Objective:
Identify every line in the records that contains the word "tile", and copy each of those lines.

Entries for bounding box labeling:
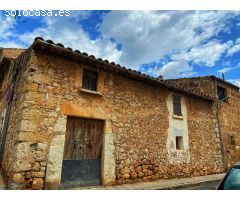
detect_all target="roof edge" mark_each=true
[31,37,216,101]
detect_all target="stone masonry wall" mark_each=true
[171,77,240,169]
[4,52,222,189]
[218,83,240,168]
[0,50,34,188]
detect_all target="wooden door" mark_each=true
[61,117,104,188]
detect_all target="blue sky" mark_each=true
[0,11,240,86]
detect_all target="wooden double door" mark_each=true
[61,117,104,188]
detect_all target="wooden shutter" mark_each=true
[64,117,104,160]
[82,69,98,91]
[173,95,182,116]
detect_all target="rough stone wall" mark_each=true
[218,83,240,167]
[2,50,222,189]
[170,77,240,169]
[167,77,216,97]
[0,47,30,188]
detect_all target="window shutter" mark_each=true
[82,69,98,91]
[173,95,182,116]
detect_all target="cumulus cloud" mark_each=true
[217,67,233,73]
[149,60,195,79]
[0,13,17,47]
[19,11,121,62]
[0,11,240,78]
[100,11,236,68]
[227,38,240,56]
[172,41,232,67]
[228,79,240,87]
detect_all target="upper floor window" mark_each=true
[217,86,227,100]
[82,68,98,91]
[173,95,182,116]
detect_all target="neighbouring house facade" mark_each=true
[0,38,239,189]
[168,76,240,168]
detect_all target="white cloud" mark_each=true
[100,11,236,68]
[227,38,240,56]
[227,79,240,87]
[19,12,121,62]
[172,41,232,67]
[0,11,239,78]
[148,60,194,79]
[0,14,17,47]
[217,67,234,73]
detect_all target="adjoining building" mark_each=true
[0,38,239,189]
[167,76,240,169]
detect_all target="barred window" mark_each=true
[173,95,182,116]
[217,86,227,100]
[176,136,183,150]
[82,69,98,91]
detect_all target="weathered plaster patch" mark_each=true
[166,93,190,164]
[45,135,65,189]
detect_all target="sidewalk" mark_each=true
[73,173,225,190]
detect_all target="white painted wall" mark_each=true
[166,93,190,164]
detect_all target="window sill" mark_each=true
[173,115,183,120]
[80,88,102,96]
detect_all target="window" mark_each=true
[176,136,183,150]
[173,95,182,116]
[82,69,98,91]
[217,86,227,100]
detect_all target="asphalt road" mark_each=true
[181,181,220,190]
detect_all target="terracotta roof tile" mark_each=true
[32,37,216,101]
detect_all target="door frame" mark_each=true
[61,116,105,189]
[45,102,116,189]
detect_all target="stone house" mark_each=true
[168,76,240,169]
[0,38,236,189]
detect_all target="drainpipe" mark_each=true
[0,65,19,166]
[215,79,228,171]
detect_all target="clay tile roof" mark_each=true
[31,37,216,101]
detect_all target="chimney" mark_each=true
[222,73,225,81]
[157,75,163,80]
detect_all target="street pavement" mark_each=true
[180,181,220,190]
[75,173,225,190]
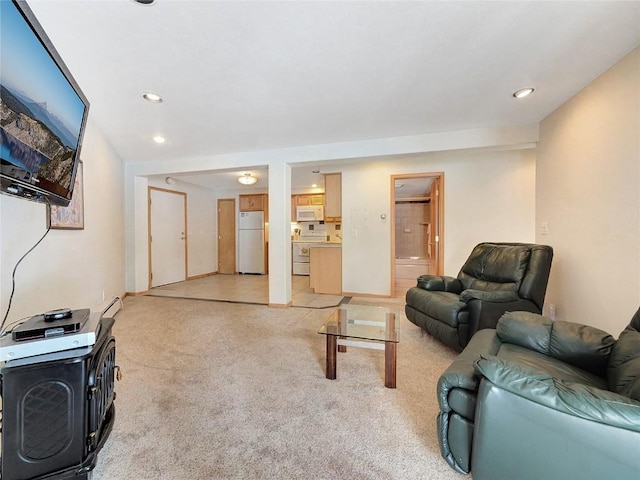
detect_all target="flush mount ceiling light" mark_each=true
[142,92,162,103]
[238,173,258,185]
[513,87,534,98]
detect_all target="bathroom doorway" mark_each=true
[391,172,444,297]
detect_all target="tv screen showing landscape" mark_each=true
[0,0,89,205]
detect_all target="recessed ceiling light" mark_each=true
[142,92,162,103]
[513,87,534,98]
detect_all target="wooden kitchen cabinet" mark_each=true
[294,193,324,206]
[324,173,342,222]
[309,246,342,295]
[240,193,267,212]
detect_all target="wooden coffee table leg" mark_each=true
[384,342,398,388]
[327,335,338,380]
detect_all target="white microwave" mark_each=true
[296,205,324,222]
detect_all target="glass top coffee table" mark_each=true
[318,303,400,388]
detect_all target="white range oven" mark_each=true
[291,232,327,275]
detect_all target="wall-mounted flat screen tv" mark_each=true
[0,0,89,206]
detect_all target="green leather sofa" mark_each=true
[437,309,640,480]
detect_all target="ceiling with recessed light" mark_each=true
[28,0,640,189]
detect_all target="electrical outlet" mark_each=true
[545,303,556,320]
[540,222,549,235]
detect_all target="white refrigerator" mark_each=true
[238,212,265,274]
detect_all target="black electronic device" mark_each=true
[0,0,89,206]
[42,308,73,322]
[11,308,90,342]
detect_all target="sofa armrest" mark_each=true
[460,288,520,303]
[496,312,615,377]
[475,356,640,432]
[417,275,462,294]
[437,329,501,412]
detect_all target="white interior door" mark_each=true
[149,188,187,287]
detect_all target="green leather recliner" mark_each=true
[437,309,640,480]
[405,242,553,351]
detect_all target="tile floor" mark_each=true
[148,275,344,308]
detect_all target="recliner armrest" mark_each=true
[475,356,640,432]
[460,288,520,303]
[417,275,462,294]
[437,329,501,412]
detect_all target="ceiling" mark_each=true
[29,0,640,191]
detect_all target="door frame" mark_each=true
[147,187,189,290]
[389,172,444,297]
[216,198,238,275]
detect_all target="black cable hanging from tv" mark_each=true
[0,195,51,337]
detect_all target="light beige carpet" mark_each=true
[93,297,468,480]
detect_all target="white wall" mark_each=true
[340,149,535,295]
[0,115,124,322]
[536,48,640,336]
[149,179,218,278]
[125,124,538,305]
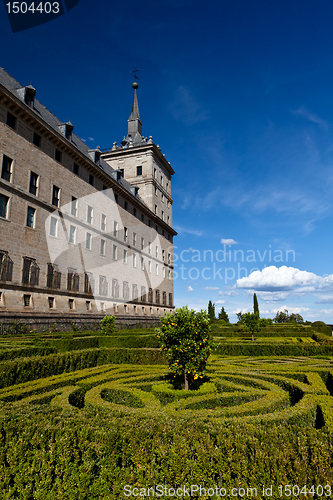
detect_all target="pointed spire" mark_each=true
[126,82,142,145]
[129,83,140,120]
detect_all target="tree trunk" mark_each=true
[184,368,189,391]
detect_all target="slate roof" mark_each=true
[0,67,139,197]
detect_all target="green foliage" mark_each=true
[242,312,261,340]
[273,309,304,323]
[219,306,229,323]
[311,321,332,336]
[208,300,216,321]
[253,293,259,314]
[156,307,213,388]
[102,316,116,335]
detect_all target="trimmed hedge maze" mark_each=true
[0,356,333,429]
[0,356,333,500]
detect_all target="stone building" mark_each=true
[0,68,176,324]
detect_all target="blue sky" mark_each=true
[0,0,333,323]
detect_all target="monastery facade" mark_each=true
[0,68,176,323]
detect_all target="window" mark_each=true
[6,111,16,130]
[84,273,95,295]
[87,205,93,224]
[86,233,91,250]
[69,226,76,245]
[112,279,119,299]
[52,186,60,207]
[123,281,129,300]
[23,295,31,307]
[46,264,61,289]
[99,276,108,297]
[50,217,58,237]
[22,257,39,285]
[0,250,13,281]
[1,155,13,182]
[54,148,62,163]
[71,196,77,217]
[0,194,9,219]
[27,207,36,228]
[32,132,42,148]
[29,172,38,196]
[67,269,80,292]
[101,214,106,231]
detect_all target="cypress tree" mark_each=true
[219,307,229,323]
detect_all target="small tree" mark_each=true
[242,313,261,340]
[208,300,215,321]
[101,316,116,335]
[219,307,229,323]
[155,306,213,390]
[253,293,259,314]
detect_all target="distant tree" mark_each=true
[219,307,229,323]
[273,309,304,323]
[253,293,259,314]
[242,313,261,340]
[236,312,242,321]
[289,313,304,323]
[208,300,215,321]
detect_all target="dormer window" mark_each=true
[58,120,74,142]
[24,84,36,108]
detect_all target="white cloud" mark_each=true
[221,238,238,245]
[174,226,203,236]
[170,85,209,125]
[294,106,328,130]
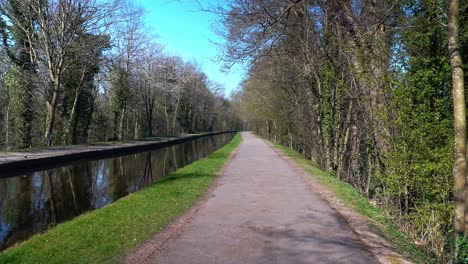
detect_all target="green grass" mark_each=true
[0,134,241,263]
[273,144,436,263]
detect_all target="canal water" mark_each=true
[0,133,235,251]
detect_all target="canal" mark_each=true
[0,133,235,251]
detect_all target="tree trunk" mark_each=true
[65,92,80,144]
[448,0,468,241]
[44,80,60,146]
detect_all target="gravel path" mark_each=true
[147,133,377,264]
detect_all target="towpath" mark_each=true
[141,133,377,264]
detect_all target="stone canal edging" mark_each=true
[0,131,236,178]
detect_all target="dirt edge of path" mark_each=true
[124,137,242,264]
[262,139,413,264]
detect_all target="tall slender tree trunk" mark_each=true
[65,92,79,144]
[448,0,468,242]
[44,80,60,146]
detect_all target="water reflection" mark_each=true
[0,134,234,250]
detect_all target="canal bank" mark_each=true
[0,131,234,178]
[0,135,240,263]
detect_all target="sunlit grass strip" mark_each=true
[0,134,241,263]
[273,144,434,263]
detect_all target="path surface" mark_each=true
[148,133,377,264]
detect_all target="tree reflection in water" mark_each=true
[0,133,234,250]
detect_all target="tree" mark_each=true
[447,0,468,255]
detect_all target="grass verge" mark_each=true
[0,134,241,263]
[272,143,436,263]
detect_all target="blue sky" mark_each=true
[136,0,244,95]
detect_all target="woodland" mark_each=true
[0,0,239,150]
[216,0,468,263]
[0,0,468,263]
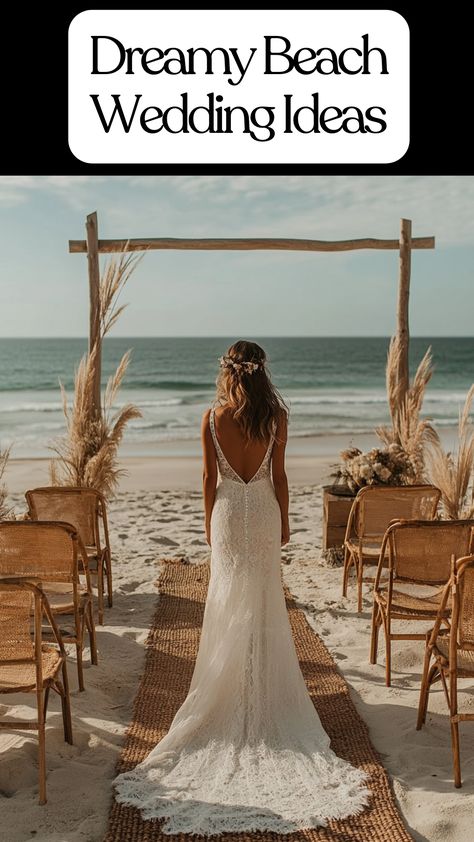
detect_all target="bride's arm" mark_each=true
[201,409,217,545]
[272,412,290,544]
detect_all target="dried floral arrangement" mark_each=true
[50,248,143,497]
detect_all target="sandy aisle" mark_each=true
[0,470,474,842]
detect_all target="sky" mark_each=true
[0,175,474,339]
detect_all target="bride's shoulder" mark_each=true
[274,406,288,439]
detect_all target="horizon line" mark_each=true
[0,333,474,342]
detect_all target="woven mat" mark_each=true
[104,561,412,842]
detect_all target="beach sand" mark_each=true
[0,451,474,842]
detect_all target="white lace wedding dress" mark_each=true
[114,410,369,835]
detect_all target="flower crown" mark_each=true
[219,356,263,374]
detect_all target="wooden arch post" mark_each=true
[397,219,412,395]
[86,211,102,418]
[73,212,435,415]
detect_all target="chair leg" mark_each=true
[105,552,113,608]
[416,633,435,731]
[357,558,364,614]
[342,547,352,596]
[43,685,49,723]
[370,599,381,664]
[61,660,74,746]
[451,720,462,789]
[36,688,47,804]
[382,610,392,687]
[76,616,84,693]
[97,559,104,626]
[86,601,99,666]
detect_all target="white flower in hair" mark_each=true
[219,356,263,374]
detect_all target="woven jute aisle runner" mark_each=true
[104,561,412,842]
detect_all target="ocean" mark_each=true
[0,337,474,457]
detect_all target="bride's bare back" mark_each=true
[214,406,270,482]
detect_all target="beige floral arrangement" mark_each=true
[335,443,416,492]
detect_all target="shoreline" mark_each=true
[3,455,337,494]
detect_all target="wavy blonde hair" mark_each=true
[216,339,288,441]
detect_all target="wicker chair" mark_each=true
[370,520,474,687]
[416,555,474,787]
[342,485,441,613]
[26,486,112,625]
[0,578,72,804]
[0,521,97,690]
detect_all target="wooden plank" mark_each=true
[69,237,435,254]
[86,211,102,418]
[323,486,354,550]
[397,219,412,395]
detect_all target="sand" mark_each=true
[0,456,474,842]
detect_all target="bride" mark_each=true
[114,341,370,836]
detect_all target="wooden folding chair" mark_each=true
[370,520,474,687]
[0,521,97,690]
[0,577,72,804]
[416,555,474,787]
[342,485,441,613]
[25,486,112,625]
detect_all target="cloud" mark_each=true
[0,175,474,246]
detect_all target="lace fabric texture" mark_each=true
[114,410,370,836]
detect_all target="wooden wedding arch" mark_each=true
[69,212,435,413]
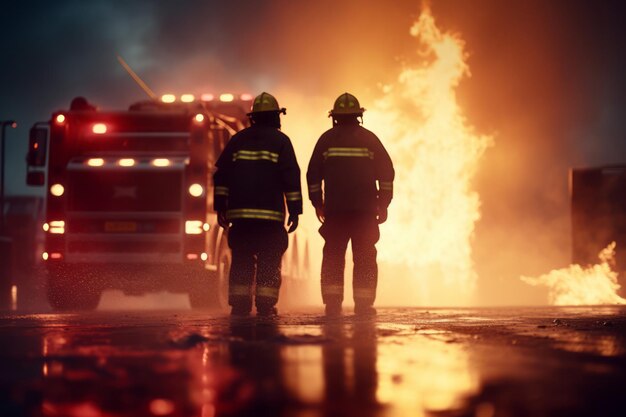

Answer:
detect_all target="terracotta roof tile" mark_each=true
detect_all target="clay tile roof" mark_each=true
detect_all target="tile floor" mark_each=true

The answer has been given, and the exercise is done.